- [CONSIGNES]:
(A) Dans l'entretien sur l'exposition Zones Arides, quels artistes Patrice Joly dit-il avoir invités lui-même ? Donnez leurs noms.
(B) Poursuivez l'entretien sur l'exposition Zones Arides à la suite de la dernière réponse de Patrice Joly.

ART | INTERVIEW

Patrice Joly

L’exposition Zones Arides est présentée à l’Espace Ricard et parallèlement au Lieu Unique, à Nantes. L’occasion est de revenir sur les origines de ces expositions et d’interroger la démarche des artistes invités à répondre à la proposition d’Olivier Mosset, à propos de l’Arizona, de ses mythes et de ses réalités. Entretien avec le commissaire de l’exposition, Patrice Joly.

Propos recueillis par Damien Delille

Damien Dellile : comment s’est initiée cette exposition «Zones Arides» ?
Patrice Joly : L’exposition est partie de la volonté d’Olivier Mosset de rassembler des artistes liés à l’Arizona, lui-même vivant dans cette partie des États-Unis, à Tucson. Morgane Tschiember, qui est liée à Mosset, m’a proposé d’en assurer le commissariat, en rassemblant une équipe d’artistes. John Armleder avait déjà séjourné à plusieurs reprises à Tucson, Anne-Marie Jugnet & Alain Clairet vivent au Nouveau Mexique. J’ai aussi invité Aurélien Froment, pour sson travail sur la cité d’Arcosanti, Wilfrid Almendra dont je connaissais une pièce qui pouvait parfaitement fonctionner dans l’exposition, ainsi que Mathieu Mercier pour ses photos prises là-bas. Cette exposition, que nous voulions présenter en France, s’est finalement cristallisée autour de deux lieux : à Nantes au Lieu Unique et à Paris, à l’espace Ricard.

- [EXTRAITS DU LISTING]:
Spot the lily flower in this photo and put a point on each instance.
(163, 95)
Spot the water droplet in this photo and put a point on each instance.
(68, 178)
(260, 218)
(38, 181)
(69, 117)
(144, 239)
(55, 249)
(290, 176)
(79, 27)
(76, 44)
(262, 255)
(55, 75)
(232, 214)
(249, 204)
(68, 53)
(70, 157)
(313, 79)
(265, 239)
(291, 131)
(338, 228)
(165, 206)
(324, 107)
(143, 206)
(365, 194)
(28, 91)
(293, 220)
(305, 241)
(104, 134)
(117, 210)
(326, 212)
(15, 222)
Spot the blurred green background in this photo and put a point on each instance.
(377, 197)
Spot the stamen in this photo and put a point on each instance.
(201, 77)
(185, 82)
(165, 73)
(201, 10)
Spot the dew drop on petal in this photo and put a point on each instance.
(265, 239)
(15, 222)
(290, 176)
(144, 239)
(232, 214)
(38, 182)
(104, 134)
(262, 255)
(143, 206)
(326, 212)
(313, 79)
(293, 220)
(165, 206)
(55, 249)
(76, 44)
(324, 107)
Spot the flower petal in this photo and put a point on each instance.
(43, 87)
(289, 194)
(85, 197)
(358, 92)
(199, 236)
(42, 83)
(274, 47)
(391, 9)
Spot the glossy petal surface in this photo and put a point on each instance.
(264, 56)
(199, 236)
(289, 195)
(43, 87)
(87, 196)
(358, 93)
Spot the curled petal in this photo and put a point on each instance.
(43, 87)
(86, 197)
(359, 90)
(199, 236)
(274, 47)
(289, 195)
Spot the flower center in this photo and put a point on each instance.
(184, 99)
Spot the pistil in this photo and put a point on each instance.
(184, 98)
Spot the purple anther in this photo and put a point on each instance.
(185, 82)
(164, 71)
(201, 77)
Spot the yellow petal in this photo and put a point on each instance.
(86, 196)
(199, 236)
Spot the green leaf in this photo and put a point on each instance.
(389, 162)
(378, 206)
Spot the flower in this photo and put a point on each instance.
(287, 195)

...

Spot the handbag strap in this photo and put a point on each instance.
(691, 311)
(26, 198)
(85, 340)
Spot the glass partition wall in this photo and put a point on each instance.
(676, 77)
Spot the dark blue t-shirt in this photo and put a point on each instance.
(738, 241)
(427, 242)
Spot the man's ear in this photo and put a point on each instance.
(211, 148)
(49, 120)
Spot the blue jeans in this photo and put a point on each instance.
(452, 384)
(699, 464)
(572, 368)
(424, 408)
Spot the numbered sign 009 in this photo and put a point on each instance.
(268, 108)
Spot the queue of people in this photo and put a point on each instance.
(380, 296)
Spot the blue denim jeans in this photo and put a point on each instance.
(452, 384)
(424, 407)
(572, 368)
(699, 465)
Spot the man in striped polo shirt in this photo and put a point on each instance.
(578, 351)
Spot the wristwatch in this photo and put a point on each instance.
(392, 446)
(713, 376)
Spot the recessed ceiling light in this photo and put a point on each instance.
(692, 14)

- [RÉPONSES ATTENDUES]:
(A) Aurélien Froment, Wilfrid Almendra et Mathieu Mercier.

(B)
L’exposition prend sa source en Arizona et se trouve pour ainsi dire catapultée en France. Quel lien est tissé entre ces deux univers ?
L’Arizona est une région pleine de clichés : avant tout celui du désert. Plus le cercle géographique s’élargit et plus les mythologies liées au territoire se multiplient, comme les images de cactus, de la musique et du road movie. L’Arizona est un véritable réservoir mythologique dû notamment au caractère grandiose du paysage qui fut le décor réel de la conquête de l’Ouest, puis le décor de nombreux westerns qui ont alimenté notre imaginaire d’occidental.
Mais il a aussi attiré de nombreux artistes, comme James Turrell, et tous les land artists qui y ont réalisé la plupart de leurs pièces très connues comme celles de Smithson, Walter de Maria ou Michael Heitzer.
«Zones arides» veut témoigner de cette dimension fabuleuse, de ce qu’il en reste, et de ce qui est advenu de toutes les intentions utopiques de ces années-là. Les land artists avaient investi un territoire désertique et résolument éloigné, ce qui les mettait à l’abri d’une appropriation marchande.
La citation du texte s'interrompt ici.